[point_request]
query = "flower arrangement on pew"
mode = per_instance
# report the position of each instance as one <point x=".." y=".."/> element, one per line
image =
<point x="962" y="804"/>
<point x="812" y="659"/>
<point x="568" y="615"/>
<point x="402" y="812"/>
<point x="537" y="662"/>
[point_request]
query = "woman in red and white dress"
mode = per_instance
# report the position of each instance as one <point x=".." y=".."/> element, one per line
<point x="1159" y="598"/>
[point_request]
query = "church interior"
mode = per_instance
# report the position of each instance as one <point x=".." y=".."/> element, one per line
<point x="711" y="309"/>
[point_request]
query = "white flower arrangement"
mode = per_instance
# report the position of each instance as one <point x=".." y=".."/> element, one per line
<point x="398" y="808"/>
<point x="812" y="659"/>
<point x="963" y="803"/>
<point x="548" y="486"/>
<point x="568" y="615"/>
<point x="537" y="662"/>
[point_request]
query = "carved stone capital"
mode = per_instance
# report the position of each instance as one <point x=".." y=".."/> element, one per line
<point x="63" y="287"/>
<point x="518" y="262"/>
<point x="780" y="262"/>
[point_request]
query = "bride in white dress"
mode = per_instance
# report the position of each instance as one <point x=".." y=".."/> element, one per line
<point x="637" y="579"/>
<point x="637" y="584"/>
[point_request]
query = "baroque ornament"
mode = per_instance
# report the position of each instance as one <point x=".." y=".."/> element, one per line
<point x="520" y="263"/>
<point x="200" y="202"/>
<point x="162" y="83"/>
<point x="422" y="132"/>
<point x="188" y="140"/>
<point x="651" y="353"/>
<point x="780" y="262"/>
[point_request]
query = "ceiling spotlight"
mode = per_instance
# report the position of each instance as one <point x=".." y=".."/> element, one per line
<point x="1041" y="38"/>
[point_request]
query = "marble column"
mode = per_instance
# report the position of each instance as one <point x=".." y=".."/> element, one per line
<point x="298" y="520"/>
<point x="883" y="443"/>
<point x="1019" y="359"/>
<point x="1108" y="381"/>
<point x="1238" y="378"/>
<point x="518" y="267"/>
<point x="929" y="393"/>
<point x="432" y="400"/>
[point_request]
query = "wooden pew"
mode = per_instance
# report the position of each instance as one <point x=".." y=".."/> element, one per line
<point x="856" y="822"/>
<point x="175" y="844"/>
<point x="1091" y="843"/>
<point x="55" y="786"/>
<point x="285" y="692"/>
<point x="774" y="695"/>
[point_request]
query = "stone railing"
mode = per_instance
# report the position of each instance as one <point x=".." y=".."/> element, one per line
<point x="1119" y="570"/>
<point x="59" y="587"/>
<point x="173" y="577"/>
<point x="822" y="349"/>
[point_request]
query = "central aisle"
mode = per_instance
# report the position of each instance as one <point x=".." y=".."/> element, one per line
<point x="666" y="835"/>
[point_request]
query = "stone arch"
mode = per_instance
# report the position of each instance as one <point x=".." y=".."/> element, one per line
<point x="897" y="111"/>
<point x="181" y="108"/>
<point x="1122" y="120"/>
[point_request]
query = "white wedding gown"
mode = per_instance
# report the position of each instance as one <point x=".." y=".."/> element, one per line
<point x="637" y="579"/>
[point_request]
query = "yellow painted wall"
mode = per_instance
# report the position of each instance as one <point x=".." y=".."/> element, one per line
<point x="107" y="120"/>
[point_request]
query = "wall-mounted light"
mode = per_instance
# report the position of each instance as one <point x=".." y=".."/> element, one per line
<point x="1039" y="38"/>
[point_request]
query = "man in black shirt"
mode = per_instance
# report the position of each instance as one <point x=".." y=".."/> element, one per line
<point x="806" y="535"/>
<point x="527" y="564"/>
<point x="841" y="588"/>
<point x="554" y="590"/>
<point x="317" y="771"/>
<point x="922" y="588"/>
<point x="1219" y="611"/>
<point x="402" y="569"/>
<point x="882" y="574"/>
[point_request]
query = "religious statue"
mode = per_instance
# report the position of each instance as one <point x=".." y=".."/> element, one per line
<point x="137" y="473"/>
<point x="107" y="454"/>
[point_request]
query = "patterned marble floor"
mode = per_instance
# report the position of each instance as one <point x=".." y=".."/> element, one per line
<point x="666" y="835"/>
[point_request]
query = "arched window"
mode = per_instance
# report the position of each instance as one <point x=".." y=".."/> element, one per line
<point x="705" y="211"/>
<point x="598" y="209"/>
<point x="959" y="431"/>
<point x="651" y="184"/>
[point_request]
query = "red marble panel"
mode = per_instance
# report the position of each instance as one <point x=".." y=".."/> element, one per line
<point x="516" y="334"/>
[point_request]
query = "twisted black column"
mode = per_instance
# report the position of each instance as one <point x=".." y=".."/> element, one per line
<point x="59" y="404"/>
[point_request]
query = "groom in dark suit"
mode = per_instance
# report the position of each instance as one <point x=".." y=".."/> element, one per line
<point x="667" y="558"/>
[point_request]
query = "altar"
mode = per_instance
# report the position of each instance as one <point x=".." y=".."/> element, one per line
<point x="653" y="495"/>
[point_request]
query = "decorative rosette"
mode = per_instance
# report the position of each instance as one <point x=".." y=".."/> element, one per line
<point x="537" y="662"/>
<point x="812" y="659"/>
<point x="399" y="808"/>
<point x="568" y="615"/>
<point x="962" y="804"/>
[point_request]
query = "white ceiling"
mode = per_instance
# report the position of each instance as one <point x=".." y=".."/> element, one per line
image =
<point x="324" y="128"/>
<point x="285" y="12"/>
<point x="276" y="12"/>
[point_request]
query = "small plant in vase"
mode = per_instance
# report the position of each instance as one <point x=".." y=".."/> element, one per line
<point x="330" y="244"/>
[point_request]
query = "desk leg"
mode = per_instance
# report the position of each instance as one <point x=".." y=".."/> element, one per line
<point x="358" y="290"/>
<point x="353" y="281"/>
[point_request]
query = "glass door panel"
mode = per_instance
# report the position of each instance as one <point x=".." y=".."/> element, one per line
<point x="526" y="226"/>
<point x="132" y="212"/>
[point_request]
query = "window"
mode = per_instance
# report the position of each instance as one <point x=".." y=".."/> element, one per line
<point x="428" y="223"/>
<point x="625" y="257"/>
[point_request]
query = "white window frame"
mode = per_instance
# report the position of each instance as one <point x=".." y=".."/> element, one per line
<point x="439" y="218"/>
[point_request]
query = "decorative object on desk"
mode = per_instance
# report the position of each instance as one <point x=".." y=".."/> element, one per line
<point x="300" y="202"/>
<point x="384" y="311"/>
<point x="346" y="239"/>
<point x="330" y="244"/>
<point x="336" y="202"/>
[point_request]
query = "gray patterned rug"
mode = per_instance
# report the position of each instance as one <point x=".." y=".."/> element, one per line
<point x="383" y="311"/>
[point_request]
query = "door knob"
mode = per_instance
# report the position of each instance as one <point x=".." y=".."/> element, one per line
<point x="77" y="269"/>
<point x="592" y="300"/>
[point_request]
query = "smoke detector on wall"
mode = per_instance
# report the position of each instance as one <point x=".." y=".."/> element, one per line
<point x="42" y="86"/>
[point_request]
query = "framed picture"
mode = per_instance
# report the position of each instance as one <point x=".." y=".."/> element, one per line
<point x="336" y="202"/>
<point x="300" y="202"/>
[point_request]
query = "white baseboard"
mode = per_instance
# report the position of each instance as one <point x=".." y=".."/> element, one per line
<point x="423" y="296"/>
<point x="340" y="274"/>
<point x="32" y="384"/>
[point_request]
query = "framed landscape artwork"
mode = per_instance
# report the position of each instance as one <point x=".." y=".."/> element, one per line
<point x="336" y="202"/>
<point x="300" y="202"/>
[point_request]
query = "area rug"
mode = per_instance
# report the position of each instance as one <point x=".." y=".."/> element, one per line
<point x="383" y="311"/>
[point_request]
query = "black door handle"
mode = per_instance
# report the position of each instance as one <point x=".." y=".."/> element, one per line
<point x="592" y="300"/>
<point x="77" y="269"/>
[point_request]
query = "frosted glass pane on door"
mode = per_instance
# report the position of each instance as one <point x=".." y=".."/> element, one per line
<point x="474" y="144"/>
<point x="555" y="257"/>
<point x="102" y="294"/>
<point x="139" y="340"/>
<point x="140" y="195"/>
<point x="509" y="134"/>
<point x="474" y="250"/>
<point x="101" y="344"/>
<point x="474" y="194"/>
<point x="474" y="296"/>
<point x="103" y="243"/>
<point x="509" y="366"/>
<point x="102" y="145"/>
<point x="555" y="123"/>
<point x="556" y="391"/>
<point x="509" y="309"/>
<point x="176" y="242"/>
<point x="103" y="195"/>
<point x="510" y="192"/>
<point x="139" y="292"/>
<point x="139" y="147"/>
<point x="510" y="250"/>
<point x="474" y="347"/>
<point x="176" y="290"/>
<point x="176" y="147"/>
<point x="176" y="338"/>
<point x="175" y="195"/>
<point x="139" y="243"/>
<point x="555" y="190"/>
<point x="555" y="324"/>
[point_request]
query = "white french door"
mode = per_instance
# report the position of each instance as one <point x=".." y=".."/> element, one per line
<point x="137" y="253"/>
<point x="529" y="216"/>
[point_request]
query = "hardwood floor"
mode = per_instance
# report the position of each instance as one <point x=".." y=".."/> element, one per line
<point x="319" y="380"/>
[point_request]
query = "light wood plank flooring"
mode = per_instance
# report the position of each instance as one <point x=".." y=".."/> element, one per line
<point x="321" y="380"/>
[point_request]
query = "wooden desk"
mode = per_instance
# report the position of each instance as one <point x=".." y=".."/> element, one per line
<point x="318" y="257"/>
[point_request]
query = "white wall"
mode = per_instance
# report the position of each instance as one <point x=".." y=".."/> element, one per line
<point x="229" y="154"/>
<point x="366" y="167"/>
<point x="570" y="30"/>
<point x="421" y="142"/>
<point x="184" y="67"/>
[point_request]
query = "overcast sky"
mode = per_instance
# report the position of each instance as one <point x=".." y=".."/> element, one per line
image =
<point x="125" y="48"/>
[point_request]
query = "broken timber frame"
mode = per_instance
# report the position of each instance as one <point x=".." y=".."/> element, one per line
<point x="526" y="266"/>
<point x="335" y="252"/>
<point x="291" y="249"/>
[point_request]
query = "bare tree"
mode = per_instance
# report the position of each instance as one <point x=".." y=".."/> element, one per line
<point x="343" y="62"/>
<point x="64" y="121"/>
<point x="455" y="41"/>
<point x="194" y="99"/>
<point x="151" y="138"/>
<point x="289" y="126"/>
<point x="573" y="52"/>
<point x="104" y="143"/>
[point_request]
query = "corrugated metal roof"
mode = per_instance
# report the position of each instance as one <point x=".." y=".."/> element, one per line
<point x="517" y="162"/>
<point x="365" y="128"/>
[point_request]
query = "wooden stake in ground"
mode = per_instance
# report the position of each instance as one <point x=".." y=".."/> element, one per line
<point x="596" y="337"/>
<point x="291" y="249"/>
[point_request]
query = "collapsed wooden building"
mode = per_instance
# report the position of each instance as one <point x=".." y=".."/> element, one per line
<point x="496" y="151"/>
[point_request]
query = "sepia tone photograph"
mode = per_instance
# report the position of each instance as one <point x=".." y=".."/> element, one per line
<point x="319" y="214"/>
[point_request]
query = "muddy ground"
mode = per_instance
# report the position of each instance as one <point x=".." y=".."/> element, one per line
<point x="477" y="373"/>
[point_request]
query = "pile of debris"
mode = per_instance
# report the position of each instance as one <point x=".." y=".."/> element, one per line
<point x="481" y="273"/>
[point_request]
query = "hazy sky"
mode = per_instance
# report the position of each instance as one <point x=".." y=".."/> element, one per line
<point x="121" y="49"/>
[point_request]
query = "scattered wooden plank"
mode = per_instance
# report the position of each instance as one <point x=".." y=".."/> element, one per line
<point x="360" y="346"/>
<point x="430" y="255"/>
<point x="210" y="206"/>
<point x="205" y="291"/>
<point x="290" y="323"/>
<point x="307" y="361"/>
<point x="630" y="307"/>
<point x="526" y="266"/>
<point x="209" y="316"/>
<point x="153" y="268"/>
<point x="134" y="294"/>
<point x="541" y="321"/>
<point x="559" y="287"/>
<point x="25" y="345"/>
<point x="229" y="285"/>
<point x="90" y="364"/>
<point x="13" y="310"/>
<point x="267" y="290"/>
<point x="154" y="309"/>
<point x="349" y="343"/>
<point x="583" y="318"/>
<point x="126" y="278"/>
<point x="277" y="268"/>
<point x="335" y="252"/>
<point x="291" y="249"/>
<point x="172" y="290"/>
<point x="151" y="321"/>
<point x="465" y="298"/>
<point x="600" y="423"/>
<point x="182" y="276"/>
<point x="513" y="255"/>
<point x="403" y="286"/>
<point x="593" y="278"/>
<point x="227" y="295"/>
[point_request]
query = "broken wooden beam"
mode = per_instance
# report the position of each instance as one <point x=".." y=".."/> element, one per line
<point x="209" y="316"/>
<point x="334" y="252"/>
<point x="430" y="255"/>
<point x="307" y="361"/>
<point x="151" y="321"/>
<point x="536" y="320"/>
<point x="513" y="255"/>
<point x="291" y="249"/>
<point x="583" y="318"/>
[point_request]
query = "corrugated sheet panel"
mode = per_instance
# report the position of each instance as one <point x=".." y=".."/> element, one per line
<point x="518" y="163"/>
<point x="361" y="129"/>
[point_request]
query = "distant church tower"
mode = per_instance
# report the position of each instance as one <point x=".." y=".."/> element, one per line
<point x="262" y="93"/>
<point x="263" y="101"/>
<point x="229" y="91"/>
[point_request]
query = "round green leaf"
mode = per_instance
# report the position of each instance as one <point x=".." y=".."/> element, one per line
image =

--- --- ---

WORK INSTRUCTIONS:
Extract each line of the listing above that contains the string "framed", matching case exactly.

TASK SOLUTION:
query = "framed picture"
query = "framed landscape artwork"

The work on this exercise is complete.